_INSTRUCTIONS FOR THE TASK_: After removing every image, reproduce the data exactly as it appears.

_GIVEN DATA_:
----

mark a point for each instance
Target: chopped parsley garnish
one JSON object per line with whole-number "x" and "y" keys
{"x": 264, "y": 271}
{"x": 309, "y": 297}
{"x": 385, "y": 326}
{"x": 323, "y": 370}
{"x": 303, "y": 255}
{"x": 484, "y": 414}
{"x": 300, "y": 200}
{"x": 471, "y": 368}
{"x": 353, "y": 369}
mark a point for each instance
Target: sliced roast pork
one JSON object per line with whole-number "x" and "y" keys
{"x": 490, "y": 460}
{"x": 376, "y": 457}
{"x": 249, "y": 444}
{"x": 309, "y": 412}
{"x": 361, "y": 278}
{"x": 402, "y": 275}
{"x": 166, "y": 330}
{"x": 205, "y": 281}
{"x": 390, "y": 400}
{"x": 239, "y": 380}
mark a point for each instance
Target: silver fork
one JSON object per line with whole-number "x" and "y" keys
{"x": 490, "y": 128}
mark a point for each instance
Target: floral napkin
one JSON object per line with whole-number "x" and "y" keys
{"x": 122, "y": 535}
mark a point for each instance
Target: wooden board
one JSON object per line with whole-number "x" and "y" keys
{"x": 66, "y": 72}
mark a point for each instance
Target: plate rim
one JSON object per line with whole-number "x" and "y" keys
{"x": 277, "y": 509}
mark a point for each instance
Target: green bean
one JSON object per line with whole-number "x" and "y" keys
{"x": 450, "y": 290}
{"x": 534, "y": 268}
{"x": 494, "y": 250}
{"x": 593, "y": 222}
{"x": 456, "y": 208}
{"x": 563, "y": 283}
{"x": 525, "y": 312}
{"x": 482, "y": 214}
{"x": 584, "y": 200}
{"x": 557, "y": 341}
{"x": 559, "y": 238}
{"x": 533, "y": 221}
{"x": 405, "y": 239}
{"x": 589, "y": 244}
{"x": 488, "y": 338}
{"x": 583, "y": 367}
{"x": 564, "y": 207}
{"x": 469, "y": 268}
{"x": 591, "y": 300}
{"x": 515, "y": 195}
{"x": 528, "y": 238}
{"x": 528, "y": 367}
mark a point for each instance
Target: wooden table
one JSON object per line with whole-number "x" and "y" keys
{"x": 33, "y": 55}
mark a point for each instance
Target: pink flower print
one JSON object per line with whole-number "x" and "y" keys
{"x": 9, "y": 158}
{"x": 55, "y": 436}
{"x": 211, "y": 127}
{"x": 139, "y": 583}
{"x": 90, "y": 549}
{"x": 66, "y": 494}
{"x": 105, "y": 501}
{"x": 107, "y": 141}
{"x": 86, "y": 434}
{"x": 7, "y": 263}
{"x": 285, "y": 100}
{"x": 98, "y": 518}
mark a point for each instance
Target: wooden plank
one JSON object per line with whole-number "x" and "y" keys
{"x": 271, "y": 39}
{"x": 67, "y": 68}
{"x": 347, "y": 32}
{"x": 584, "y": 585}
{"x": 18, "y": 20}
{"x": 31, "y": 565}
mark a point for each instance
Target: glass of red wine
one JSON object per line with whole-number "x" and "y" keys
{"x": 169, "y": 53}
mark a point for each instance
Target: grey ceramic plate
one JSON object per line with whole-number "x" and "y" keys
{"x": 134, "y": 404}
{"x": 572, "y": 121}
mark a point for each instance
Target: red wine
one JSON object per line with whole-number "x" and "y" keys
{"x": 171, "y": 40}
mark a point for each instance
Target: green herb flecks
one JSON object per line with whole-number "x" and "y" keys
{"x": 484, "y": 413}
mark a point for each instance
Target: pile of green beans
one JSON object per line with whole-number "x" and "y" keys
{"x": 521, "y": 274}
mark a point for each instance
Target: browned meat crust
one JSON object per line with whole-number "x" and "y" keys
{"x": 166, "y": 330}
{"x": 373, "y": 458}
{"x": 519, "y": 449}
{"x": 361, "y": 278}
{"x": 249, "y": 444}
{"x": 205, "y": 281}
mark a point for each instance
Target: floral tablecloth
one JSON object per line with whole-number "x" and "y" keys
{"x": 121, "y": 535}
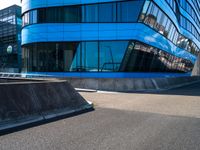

----

_RESULT OF THE EXERCISE_:
mark a point for each instance
Target: chopped parsley garnish
one JSON object per line with whole-number "x" and "y" keys
{"x": 264, "y": 271}
{"x": 309, "y": 297}
{"x": 385, "y": 326}
{"x": 323, "y": 370}
{"x": 303, "y": 255}
{"x": 484, "y": 414}
{"x": 300, "y": 200}
{"x": 471, "y": 368}
{"x": 353, "y": 369}
mark a point for each instance
Target: sliced roast pork
one JSON object per line with whole-number "x" and "y" keys
{"x": 490, "y": 460}
{"x": 376, "y": 457}
{"x": 249, "y": 444}
{"x": 309, "y": 412}
{"x": 361, "y": 278}
{"x": 402, "y": 275}
{"x": 166, "y": 330}
{"x": 205, "y": 281}
{"x": 390, "y": 400}
{"x": 239, "y": 380}
mark a point for each instance
Target: silver fork
one JSON object per line with whole-number "x" and "y" keys
{"x": 490, "y": 128}
mark a point for each instance
Target: floral napkin
one JSON object per line with whole-number "x" and "y" keys
{"x": 122, "y": 535}
mark a point for each instance
Target: wooden board
one JSON object per line with whole-number "x" and "y" keys
{"x": 66, "y": 72}
mark a point for each instance
Target: plate rim
one JSON object per line with whole-number "x" and "y" keys
{"x": 277, "y": 509}
mark a point for each instance
Target: green bean
one JSON object per line with whole-number "x" and "y" keys
{"x": 450, "y": 290}
{"x": 534, "y": 268}
{"x": 494, "y": 250}
{"x": 593, "y": 222}
{"x": 456, "y": 208}
{"x": 563, "y": 283}
{"x": 525, "y": 312}
{"x": 482, "y": 214}
{"x": 584, "y": 200}
{"x": 557, "y": 341}
{"x": 559, "y": 238}
{"x": 533, "y": 221}
{"x": 405, "y": 239}
{"x": 589, "y": 244}
{"x": 488, "y": 338}
{"x": 583, "y": 367}
{"x": 564, "y": 207}
{"x": 469, "y": 268}
{"x": 591, "y": 300}
{"x": 515, "y": 195}
{"x": 528, "y": 238}
{"x": 528, "y": 367}
mark a point for each instance
Target: wooden table
one JSON object per line with whole-number "x" and "y" keys
{"x": 33, "y": 55}
mark a point for each instance
Target: pink flower print
one JSON object per line with whole-number "x" and "y" keys
{"x": 9, "y": 158}
{"x": 55, "y": 436}
{"x": 211, "y": 127}
{"x": 139, "y": 583}
{"x": 90, "y": 549}
{"x": 66, "y": 494}
{"x": 105, "y": 501}
{"x": 107, "y": 141}
{"x": 86, "y": 434}
{"x": 7, "y": 263}
{"x": 285, "y": 100}
{"x": 98, "y": 518}
mark a point for each instance
Target: wooden plank
one JSON object per line with whole-number "x" and "y" keys
{"x": 271, "y": 39}
{"x": 67, "y": 68}
{"x": 347, "y": 32}
{"x": 584, "y": 585}
{"x": 18, "y": 20}
{"x": 31, "y": 565}
mark a point for each instance
Target: glass of red wine
one JSON object per line with whole-number "x" and "y" keys
{"x": 169, "y": 53}
mark a point for each instance
Target: grey ceramic plate
one JSON object per line with whole-number "x" and "y" keys
{"x": 134, "y": 404}
{"x": 572, "y": 121}
mark a point for each instance
Target: red wine
one JSON object per line with whole-number "x" and "y" keys
{"x": 171, "y": 40}
mark a point for each instance
Target: green herb flecks
one JSON object per line with whole-number "x" and "y" keys
{"x": 484, "y": 413}
mark a point for each instance
Target: pile of green beans
one JSON object per line with whole-number "x" and "y" keys
{"x": 521, "y": 274}
mark a point for each instance
Target: browned meat crust
one JSON object per line with whole-number "x" and "y" keys
{"x": 166, "y": 330}
{"x": 373, "y": 458}
{"x": 519, "y": 449}
{"x": 361, "y": 278}
{"x": 249, "y": 444}
{"x": 205, "y": 281}
mark a point for each instance
Target: floral tablecloth
one JSON object per line with whole-number "x" and "y" keys
{"x": 121, "y": 535}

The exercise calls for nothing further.